What is required
Reproduce the passage of the dog-safety article from "Don't Approach Unfamiliar" up to and including "safe distance away.", substituting "leashed" for "tied up".

--- Document extract ---

3 Rules Every Kid Needs to Know Around Dogs

Photo: Silvia

Photo: Silvia

One of my favorite things is seeing kids who are innately gentle and loving towards animals and seeing their faces light up when they encounter a dog on the street. Sometimes, however, our kids get overcome by excitement and glee so that their friendly behavior can be misinterpreted as aggressive by dogs, putting them in danger of a 'fight' or 'flight' response. The three rules we've listed below are things that all children should be taught before approaching dogs, and rules we think adults and kids alike should always keep in mind.

Don't Approach Unfamiliar Dogs
Stranger danger applies to dogs as well. Not all dogs are comfortable with unfamiliar people, and this especially applies to dogs who are tied up or confined in a car. If the dog feels like she is in danger, she'll go into 'fight' or 'flight' mode, and without the 'flight' option, she'll likely get aggressive. Teach your kids that they are never to approach unfamiliar dogs, and if they really do want to greet the dog, they can say a verbal hello from a safe distance away.

--- Entries provided ---

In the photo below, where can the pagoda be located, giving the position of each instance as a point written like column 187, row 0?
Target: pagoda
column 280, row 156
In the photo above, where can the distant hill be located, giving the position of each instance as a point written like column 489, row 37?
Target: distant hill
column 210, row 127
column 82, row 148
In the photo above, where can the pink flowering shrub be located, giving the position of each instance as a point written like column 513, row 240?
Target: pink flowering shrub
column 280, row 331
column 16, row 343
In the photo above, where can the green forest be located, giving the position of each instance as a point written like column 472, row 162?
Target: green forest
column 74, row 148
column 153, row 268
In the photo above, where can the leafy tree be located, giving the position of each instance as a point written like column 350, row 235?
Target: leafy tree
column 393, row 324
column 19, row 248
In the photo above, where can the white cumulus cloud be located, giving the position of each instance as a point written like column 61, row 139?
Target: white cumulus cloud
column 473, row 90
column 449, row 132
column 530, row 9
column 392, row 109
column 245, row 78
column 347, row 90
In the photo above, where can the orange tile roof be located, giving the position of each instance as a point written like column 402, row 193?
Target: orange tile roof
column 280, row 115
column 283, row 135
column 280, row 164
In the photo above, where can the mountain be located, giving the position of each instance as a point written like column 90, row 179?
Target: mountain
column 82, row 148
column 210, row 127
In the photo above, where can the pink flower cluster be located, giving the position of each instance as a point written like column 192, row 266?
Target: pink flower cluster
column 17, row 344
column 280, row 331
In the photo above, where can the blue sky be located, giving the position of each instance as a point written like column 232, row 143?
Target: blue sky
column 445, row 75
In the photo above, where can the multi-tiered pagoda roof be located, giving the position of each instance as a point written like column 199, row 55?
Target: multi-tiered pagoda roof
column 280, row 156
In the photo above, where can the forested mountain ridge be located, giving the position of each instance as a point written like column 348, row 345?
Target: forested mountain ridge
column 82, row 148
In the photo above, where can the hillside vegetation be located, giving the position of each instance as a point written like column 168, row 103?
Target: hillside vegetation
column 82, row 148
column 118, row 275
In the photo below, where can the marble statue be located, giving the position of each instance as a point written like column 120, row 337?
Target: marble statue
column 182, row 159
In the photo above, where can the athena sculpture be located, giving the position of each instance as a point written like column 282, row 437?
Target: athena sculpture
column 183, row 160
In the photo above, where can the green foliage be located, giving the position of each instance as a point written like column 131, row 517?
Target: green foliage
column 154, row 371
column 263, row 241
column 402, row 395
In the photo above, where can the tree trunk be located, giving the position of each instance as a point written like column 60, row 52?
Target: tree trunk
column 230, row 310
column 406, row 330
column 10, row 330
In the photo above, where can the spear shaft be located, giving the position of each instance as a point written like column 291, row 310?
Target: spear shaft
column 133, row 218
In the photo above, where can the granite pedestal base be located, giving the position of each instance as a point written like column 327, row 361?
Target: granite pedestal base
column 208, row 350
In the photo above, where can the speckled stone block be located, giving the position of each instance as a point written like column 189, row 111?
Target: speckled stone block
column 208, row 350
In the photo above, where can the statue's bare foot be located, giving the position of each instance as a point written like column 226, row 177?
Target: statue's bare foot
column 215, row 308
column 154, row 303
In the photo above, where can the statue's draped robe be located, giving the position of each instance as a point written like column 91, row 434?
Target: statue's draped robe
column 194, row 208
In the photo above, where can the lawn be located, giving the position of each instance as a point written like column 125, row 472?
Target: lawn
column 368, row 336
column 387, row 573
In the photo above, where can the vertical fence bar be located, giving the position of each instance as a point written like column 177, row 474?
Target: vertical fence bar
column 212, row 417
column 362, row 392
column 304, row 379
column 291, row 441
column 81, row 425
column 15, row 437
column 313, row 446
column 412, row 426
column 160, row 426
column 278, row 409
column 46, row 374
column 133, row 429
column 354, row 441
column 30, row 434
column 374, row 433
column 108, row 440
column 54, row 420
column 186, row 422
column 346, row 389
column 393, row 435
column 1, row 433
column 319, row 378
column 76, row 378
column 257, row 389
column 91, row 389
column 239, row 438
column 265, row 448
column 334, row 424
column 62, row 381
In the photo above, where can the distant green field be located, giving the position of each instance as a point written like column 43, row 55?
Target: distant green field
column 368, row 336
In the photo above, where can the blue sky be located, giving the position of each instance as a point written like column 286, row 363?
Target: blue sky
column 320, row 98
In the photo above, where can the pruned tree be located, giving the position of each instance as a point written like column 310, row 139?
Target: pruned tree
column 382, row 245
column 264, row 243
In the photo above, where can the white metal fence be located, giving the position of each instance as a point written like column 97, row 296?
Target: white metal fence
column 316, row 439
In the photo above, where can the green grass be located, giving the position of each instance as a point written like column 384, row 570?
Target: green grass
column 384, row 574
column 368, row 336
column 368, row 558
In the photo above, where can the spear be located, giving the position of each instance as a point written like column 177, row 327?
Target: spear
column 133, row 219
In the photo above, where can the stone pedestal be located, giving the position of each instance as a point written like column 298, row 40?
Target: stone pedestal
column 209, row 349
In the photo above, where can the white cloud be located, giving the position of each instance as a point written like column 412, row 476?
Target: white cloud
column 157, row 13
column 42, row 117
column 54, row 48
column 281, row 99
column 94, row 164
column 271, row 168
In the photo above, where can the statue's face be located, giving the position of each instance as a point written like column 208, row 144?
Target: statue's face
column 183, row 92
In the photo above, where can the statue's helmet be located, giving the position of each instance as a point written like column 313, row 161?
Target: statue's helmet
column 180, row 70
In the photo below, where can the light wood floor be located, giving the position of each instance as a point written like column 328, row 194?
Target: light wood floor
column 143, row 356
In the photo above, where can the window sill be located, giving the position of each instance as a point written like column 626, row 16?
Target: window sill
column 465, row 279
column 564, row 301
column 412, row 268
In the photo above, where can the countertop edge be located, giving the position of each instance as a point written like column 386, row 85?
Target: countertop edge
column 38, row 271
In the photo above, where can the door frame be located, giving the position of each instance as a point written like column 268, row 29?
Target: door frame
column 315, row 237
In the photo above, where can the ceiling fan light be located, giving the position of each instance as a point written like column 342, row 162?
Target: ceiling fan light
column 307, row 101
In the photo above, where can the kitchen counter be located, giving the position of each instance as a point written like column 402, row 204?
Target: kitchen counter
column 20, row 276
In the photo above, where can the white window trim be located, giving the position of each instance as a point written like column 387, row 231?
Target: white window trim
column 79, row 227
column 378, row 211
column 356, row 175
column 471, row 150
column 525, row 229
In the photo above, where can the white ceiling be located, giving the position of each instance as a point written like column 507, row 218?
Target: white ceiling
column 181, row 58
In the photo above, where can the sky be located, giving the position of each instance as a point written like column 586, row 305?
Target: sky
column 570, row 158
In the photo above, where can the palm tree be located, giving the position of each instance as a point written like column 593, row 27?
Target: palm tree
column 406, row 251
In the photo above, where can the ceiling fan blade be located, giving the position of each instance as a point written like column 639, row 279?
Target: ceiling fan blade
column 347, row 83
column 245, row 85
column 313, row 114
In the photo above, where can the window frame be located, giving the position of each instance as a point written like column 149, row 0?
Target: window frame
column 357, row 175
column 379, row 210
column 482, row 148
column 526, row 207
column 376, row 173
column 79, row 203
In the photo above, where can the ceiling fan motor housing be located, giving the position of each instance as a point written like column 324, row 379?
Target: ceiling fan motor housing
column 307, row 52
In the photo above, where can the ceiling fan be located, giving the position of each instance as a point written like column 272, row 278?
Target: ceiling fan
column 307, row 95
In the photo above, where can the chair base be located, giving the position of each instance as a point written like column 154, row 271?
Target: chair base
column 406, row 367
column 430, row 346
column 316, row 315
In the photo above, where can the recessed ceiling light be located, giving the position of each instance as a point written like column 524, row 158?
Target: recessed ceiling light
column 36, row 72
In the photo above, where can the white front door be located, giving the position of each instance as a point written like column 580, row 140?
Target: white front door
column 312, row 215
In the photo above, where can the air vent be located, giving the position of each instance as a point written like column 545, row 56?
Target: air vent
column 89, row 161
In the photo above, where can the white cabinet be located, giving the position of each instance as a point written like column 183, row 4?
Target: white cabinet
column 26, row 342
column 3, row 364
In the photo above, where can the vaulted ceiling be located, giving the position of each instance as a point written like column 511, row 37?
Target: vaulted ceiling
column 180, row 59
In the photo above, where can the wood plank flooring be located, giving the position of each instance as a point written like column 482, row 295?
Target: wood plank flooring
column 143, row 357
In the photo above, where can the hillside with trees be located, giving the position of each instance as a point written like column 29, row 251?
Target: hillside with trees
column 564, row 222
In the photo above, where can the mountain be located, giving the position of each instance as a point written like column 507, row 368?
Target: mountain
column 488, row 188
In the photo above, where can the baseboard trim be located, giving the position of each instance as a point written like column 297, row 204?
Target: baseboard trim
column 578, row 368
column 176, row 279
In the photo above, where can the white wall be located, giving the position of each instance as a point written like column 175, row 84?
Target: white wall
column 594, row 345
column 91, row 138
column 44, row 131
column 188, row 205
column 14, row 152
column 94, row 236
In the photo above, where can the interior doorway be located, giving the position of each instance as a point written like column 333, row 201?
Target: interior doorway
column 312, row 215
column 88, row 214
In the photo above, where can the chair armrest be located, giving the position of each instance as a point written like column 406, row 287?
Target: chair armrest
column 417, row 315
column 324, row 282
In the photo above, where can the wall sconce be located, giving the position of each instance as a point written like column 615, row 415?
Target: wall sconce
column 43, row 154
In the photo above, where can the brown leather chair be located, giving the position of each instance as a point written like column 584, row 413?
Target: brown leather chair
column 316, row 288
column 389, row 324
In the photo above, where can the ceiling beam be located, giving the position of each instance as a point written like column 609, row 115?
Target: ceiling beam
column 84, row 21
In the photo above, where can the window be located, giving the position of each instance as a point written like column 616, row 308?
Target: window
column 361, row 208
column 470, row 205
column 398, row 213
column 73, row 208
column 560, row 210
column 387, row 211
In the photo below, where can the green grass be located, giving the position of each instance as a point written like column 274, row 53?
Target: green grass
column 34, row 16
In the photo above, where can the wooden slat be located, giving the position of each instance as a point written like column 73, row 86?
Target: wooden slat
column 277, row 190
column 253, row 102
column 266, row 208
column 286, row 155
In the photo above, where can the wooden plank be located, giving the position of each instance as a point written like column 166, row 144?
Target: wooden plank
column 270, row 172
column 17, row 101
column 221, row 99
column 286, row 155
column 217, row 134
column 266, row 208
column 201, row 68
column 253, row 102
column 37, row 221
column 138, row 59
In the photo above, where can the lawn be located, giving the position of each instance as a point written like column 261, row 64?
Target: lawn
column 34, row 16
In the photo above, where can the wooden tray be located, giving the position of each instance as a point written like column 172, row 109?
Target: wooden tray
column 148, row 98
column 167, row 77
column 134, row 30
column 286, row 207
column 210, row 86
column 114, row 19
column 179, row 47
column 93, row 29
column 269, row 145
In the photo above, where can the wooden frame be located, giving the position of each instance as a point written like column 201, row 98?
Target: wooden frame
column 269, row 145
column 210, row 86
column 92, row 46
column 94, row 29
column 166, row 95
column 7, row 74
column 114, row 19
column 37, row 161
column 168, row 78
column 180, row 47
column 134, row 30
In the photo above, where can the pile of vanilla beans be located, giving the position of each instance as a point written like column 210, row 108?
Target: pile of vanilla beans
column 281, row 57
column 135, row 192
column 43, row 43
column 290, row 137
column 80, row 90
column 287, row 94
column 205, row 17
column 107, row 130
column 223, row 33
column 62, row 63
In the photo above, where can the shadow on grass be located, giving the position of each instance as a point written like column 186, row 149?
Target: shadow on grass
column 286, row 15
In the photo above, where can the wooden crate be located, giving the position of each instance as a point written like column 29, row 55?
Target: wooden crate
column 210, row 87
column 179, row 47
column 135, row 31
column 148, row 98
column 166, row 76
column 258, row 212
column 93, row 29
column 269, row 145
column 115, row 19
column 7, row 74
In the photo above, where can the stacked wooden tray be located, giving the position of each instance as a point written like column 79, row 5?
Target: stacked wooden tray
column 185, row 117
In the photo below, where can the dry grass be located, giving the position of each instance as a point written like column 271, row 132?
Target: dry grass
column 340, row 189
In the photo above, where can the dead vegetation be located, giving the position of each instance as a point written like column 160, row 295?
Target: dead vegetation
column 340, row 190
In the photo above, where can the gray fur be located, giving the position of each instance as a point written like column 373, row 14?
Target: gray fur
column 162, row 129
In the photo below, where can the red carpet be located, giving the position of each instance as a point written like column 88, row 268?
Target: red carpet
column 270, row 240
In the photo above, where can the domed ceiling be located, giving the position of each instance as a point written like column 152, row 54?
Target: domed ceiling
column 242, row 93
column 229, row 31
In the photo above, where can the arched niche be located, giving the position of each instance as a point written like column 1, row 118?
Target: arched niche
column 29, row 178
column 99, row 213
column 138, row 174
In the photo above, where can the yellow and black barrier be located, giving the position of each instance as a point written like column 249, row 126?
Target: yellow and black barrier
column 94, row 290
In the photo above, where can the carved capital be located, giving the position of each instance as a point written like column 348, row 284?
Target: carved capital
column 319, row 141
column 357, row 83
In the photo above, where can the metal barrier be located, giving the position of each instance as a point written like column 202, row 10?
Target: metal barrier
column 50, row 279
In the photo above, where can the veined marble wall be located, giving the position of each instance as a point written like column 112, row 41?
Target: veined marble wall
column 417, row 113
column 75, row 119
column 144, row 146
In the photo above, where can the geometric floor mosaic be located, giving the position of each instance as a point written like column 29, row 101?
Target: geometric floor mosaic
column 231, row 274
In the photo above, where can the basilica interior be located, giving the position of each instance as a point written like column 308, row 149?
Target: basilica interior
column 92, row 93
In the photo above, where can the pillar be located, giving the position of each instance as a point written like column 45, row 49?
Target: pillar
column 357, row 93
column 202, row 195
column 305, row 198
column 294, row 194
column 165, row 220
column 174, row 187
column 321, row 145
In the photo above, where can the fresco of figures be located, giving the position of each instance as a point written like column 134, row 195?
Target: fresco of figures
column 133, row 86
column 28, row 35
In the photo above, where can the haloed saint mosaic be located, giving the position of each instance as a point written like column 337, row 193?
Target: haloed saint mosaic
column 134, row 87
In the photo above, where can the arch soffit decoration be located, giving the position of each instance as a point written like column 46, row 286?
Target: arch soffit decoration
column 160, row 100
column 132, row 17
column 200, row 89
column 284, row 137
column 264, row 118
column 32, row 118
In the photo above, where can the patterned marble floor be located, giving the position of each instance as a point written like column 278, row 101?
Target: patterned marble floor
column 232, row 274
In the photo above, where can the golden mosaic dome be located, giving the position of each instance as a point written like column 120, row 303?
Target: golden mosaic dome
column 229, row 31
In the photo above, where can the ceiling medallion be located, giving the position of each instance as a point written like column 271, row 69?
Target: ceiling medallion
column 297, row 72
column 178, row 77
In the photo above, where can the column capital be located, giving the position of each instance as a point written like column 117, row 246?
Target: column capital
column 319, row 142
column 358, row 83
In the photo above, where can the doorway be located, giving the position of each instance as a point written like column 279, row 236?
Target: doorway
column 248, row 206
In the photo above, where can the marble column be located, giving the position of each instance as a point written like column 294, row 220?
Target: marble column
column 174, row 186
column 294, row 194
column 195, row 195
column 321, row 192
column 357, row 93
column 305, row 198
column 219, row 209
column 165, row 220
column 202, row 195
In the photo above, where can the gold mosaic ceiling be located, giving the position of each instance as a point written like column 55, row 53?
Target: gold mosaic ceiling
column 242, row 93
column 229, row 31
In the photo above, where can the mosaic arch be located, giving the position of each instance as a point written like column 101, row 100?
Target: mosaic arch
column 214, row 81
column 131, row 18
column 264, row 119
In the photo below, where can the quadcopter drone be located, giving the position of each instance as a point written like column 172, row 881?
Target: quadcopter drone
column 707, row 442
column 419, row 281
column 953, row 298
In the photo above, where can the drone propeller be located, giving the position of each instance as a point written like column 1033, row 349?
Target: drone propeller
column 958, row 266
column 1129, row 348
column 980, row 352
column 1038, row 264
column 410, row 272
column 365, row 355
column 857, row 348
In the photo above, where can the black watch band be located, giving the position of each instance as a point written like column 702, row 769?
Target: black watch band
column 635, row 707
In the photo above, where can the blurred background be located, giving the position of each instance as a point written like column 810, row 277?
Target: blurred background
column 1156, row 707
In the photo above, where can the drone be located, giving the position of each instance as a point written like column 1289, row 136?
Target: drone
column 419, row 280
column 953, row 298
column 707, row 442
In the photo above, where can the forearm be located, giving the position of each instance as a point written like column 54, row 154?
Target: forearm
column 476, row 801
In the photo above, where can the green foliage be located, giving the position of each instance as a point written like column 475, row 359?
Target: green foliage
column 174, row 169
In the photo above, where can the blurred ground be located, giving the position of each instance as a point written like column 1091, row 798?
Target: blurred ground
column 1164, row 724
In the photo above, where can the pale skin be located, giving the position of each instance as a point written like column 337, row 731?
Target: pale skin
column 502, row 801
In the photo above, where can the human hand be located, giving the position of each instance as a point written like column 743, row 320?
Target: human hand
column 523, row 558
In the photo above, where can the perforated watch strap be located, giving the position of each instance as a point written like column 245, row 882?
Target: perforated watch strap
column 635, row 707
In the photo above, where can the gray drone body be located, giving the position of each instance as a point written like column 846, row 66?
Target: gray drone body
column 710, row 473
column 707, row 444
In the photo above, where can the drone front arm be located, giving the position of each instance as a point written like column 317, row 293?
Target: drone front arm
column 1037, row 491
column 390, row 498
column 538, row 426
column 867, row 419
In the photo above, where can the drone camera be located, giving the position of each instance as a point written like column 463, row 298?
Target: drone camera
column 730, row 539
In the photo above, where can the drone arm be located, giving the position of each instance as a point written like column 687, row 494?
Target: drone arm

---

Exercise answer
Don't Approach Unfamiliar Dogs
Stranger danger applies to dogs as well. Not all dogs are comfortable with unfamiliar people, and this especially applies to dogs who are leashed or confined in a car. If the dog feels like she is in danger, she'll go into 'fight' or 'flight' mode, and without the 'flight' option, she'll likely get aggressive. Teach your kids that they are never to approach unfamiliar dogs, and if they really do want to greet the dog, they can say a verbal hello from a safe distance away.